Task to carry out: If a record holds a picture, drop the picture and return the rest of the record word for word.

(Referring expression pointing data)
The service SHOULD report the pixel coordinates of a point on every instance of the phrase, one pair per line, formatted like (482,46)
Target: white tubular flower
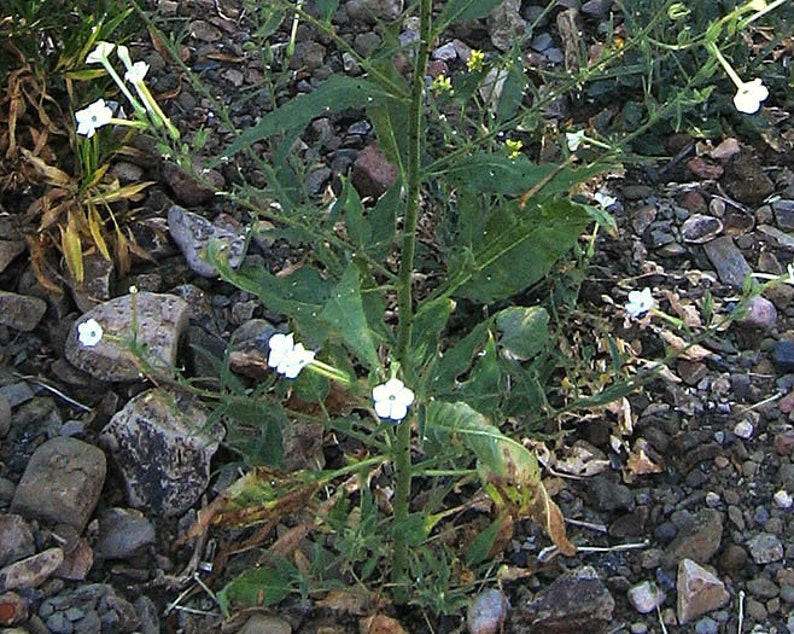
(574,140)
(392,399)
(640,302)
(287,357)
(100,53)
(89,333)
(92,117)
(749,96)
(136,73)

Written solution:
The service SHOULD report the pixel coordinates of a point on every instance of the phrase, one pair per line, formatted like (482,46)
Target: white tubular flower
(574,140)
(392,399)
(640,302)
(287,357)
(100,53)
(89,333)
(92,117)
(749,96)
(136,73)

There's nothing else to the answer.